▸ **What is needed**
Output all records exactly.

[Point-per-instance localization data]

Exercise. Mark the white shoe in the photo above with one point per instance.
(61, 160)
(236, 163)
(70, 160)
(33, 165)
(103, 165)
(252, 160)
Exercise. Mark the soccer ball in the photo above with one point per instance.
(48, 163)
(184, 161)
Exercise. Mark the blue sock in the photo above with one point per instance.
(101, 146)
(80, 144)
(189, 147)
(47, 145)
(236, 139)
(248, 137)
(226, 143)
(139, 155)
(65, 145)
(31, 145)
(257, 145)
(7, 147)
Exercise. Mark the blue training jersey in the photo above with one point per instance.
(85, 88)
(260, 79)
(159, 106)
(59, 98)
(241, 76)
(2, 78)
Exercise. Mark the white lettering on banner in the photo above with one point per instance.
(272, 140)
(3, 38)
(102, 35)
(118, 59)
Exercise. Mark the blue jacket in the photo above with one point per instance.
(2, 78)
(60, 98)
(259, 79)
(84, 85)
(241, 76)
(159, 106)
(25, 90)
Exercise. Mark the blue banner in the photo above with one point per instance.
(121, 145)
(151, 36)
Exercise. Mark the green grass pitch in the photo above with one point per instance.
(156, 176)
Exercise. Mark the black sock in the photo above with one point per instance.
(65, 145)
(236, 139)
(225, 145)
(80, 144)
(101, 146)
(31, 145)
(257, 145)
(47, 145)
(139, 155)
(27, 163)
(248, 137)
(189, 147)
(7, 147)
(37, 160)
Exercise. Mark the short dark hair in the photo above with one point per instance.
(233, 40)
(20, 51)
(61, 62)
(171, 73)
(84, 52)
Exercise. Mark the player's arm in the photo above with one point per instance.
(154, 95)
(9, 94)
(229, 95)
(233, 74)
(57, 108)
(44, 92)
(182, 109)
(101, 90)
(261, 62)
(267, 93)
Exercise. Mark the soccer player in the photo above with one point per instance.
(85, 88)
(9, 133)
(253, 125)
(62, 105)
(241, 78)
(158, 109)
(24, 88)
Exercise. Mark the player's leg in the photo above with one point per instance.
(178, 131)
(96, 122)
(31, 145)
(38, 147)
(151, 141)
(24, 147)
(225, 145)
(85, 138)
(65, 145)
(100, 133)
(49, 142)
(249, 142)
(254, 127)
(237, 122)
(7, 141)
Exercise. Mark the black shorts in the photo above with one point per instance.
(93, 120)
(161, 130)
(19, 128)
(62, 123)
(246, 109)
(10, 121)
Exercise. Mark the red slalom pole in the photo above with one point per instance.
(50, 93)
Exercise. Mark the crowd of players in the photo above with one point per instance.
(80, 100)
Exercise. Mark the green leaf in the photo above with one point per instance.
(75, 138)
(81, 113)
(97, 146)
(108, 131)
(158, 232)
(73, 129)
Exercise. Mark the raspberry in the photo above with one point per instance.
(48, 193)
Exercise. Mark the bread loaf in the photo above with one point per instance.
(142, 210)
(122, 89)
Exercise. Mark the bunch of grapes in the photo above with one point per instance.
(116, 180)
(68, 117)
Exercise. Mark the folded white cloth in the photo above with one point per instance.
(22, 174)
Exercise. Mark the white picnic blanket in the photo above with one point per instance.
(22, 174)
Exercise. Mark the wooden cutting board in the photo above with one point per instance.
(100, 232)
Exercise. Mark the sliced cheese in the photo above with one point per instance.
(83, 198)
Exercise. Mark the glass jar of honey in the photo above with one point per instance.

▸ **Your response**
Exercise. Mark the white shoe in the photo above with one point per instance.
(61, 160)
(236, 163)
(70, 160)
(33, 165)
(103, 165)
(252, 160)
Exercise. Mark the soccer ball in the photo above with one point per instance.
(48, 163)
(184, 161)
Exercise. Mark the blue sock in the photo above with one point per instance.
(101, 146)
(80, 144)
(189, 147)
(47, 145)
(236, 139)
(248, 137)
(226, 143)
(139, 155)
(65, 145)
(31, 145)
(257, 145)
(7, 147)
Exercise. Mark the blue training jersey in the photo above with one point per instance.
(85, 88)
(260, 79)
(159, 106)
(59, 98)
(241, 76)
(2, 78)
Exercise. Mark the white lettering on banner in the photo above with one point per instance.
(272, 140)
(3, 38)
(102, 35)
(118, 59)
Exercise. Mark the blue jacket in the photo above with one point per instance.
(2, 78)
(60, 98)
(259, 79)
(84, 85)
(241, 76)
(159, 106)
(25, 90)
Exercise. Mark the blue banner in the photo above with one point per instance.
(121, 145)
(151, 36)
Exercise. Mark the green grass pitch in the photo above with one point per instance.
(156, 176)
Exercise. Mark the black sock in the photo above with one point per instance.
(65, 145)
(236, 139)
(225, 145)
(80, 144)
(101, 146)
(31, 145)
(257, 145)
(47, 145)
(139, 155)
(27, 163)
(248, 137)
(189, 147)
(7, 147)
(37, 160)
Exercise. Mark the short dark hair in the photo above with one point per instance.
(233, 40)
(20, 51)
(61, 62)
(171, 73)
(84, 52)
Exercise. Mark the player's arm in the photo above with one point per instance.
(154, 95)
(9, 94)
(229, 95)
(233, 74)
(57, 108)
(44, 92)
(182, 109)
(101, 90)
(261, 62)
(267, 93)
Exercise. Mark the soccer player in the photo above with one point per instance.
(85, 88)
(9, 133)
(253, 125)
(62, 105)
(241, 78)
(158, 109)
(24, 88)
Exercise. Mark the player's leg in the photo above with one point per instance.
(178, 131)
(96, 122)
(31, 145)
(38, 147)
(151, 141)
(24, 147)
(225, 145)
(85, 138)
(65, 145)
(100, 133)
(49, 142)
(249, 142)
(254, 127)
(237, 122)
(7, 141)
Exercise. Mark the black shorts in the photo above with one point per instance.
(93, 120)
(161, 130)
(19, 128)
(62, 123)
(246, 109)
(10, 121)
Exercise. Mark the red slalom pole in the photo above with one point per instance.
(50, 93)
Exercise. Mark the crowd of players in the photo above with one point per instance.
(80, 100)
Exercise. Mark the green leaf in the photo above with one point per instance.
(75, 138)
(81, 113)
(97, 146)
(108, 131)
(158, 232)
(73, 129)
Exercise. Mark the raspberry in the photo above with one point per instance.
(48, 193)
Exercise. Mark the bread loaf in the photo above with one point per instance.
(142, 210)
(122, 89)
Exercise. Mark the bunch of grapes in the photo above with one point per instance.
(116, 180)
(68, 117)
Exercise. Mark the folded white cloth in the photo above with one point per instance.
(22, 174)
Exercise. Mark the white picnic blanket in the photo above with one point per instance.
(22, 174)
Exercise. Mark the wooden cutting board in the photo above with one point per instance.
(100, 232)
Exercise. Mark the sliced cheese in the photo above with one point per instance.
(83, 198)
Exercise. Mark the glass jar of honey in the photo above with one point per instance.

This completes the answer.